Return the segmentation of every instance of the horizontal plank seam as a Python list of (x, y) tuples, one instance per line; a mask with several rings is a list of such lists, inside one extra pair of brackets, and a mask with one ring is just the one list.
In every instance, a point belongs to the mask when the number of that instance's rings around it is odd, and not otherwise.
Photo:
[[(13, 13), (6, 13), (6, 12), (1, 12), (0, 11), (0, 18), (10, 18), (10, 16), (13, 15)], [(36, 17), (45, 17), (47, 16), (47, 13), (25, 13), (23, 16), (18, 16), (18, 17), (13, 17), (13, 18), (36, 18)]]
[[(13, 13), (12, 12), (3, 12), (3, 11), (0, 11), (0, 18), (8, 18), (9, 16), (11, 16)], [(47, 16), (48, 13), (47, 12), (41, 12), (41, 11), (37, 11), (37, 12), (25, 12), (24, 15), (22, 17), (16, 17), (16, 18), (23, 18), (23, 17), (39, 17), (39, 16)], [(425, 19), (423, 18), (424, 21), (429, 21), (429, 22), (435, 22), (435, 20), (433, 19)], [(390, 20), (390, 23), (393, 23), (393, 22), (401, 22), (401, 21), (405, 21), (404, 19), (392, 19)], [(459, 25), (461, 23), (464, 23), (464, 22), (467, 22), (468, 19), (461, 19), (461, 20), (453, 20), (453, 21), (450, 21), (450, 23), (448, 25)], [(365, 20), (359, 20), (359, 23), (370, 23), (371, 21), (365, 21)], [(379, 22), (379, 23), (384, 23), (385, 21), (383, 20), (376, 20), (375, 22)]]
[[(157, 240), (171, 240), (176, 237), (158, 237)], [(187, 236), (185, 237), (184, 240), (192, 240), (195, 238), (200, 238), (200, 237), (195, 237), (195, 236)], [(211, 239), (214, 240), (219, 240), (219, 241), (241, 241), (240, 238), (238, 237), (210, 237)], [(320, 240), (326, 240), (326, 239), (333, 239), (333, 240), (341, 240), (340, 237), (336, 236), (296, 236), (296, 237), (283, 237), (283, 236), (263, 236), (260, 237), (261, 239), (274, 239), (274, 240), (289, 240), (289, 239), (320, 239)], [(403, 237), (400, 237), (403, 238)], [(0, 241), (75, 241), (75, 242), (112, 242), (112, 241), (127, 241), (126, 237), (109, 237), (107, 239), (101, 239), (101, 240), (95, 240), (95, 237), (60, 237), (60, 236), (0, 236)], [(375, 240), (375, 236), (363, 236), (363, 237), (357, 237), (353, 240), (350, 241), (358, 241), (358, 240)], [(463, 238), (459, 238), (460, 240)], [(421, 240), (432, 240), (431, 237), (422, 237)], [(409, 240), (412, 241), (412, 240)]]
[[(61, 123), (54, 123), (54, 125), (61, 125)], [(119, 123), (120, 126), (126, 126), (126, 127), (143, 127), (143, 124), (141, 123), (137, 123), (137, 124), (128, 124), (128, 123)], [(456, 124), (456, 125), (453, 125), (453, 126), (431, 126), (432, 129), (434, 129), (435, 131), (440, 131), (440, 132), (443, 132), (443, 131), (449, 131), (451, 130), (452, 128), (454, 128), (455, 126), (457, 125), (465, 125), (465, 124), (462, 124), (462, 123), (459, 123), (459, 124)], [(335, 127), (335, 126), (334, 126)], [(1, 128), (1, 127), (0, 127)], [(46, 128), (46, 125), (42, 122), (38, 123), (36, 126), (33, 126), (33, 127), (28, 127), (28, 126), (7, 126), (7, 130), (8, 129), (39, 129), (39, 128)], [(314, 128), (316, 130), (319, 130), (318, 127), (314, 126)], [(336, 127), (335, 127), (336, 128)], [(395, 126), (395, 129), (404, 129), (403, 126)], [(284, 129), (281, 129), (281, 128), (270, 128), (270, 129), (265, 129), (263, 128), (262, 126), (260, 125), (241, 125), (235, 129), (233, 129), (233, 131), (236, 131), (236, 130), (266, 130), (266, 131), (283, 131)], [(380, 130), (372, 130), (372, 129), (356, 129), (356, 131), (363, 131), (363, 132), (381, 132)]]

§ §

TASK INSTRUCTIONS
Across the whole listing, show each line where the word "instance" occurs.

RESPONSE BOX
Return the segmentation of every instance of the horizontal plank seam as a Python list of (x, y) tuples, one instance per line; a mask with several rings is a list of such lists, inside one extra pair of brackets, and a mask with one ring is just the one list.
In every instance, a point belongs to the mask when the number of that instance's rings around it is odd, and not otherwise.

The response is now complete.